[Short exercise] Edit the listing below so that each "every instance" becomes "all instances", and keep all other text the same.

[start of Task data]

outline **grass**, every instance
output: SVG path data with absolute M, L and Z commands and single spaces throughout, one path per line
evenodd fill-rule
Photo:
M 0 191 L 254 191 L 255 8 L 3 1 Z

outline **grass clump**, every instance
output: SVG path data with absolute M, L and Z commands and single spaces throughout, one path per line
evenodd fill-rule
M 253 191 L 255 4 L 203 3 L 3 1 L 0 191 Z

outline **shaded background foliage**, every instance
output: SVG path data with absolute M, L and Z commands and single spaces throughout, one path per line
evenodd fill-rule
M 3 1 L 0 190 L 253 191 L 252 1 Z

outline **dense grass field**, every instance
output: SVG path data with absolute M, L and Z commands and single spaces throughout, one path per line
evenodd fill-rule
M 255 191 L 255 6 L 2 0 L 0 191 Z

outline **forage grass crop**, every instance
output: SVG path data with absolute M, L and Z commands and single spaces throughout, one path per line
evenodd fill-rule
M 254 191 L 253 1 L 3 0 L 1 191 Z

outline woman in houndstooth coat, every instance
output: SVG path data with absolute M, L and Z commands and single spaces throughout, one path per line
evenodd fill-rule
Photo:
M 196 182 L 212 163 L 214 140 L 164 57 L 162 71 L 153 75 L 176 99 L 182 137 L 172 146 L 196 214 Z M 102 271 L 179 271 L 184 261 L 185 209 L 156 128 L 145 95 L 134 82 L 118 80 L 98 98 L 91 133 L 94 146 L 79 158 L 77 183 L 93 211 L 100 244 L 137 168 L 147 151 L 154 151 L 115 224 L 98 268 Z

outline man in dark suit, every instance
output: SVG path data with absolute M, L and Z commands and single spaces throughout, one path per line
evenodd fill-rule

[end of Task data]

[Solution for this exercise]
outline **grass**, all instances
output: SVG path data with absolute M, L and Z commands and single spaces throughout, one path per line
evenodd fill-rule
Photo:
M 0 191 L 254 191 L 255 8 L 3 1 Z

outline **grass clump**, all instances
output: SVG path data with absolute M, L and Z commands and single spaces throughout, one path per line
evenodd fill-rule
M 253 191 L 255 4 L 203 3 L 3 1 L 0 191 Z

outline **shaded background foliage**, all instances
output: SVG path data with absolute M, L and Z commands and single spaces throughout, one path per line
evenodd fill-rule
M 3 1 L 0 190 L 253 191 L 252 1 Z

outline **dense grass field**, all instances
output: SVG path data with absolute M, L and Z commands and single spaces throughout, one path per line
evenodd fill-rule
M 255 191 L 255 6 L 2 0 L 0 191 Z

outline **forage grass crop**, all instances
output: SVG path data with absolute M, L and Z commands and single spaces throughout, one path per line
evenodd fill-rule
M 254 191 L 253 1 L 3 0 L 1 191 Z

outline woman in houndstooth coat, all instances
output: SVG path data with absolute M, L and Z commands and single spaces throughout, one path per line
evenodd fill-rule
Photo:
M 196 182 L 212 163 L 214 140 L 164 57 L 162 71 L 153 75 L 176 99 L 182 137 L 172 146 L 196 214 Z M 102 271 L 179 271 L 184 261 L 185 209 L 156 128 L 145 95 L 134 82 L 118 80 L 98 98 L 91 133 L 94 146 L 79 158 L 77 183 L 93 211 L 100 244 L 137 168 L 147 151 L 154 151 L 115 224 L 98 268 Z

outline man in dark suit, all instances
output: SVG path data with absolute M, L and Z commands and single spaces throughout, one path per line
evenodd fill-rule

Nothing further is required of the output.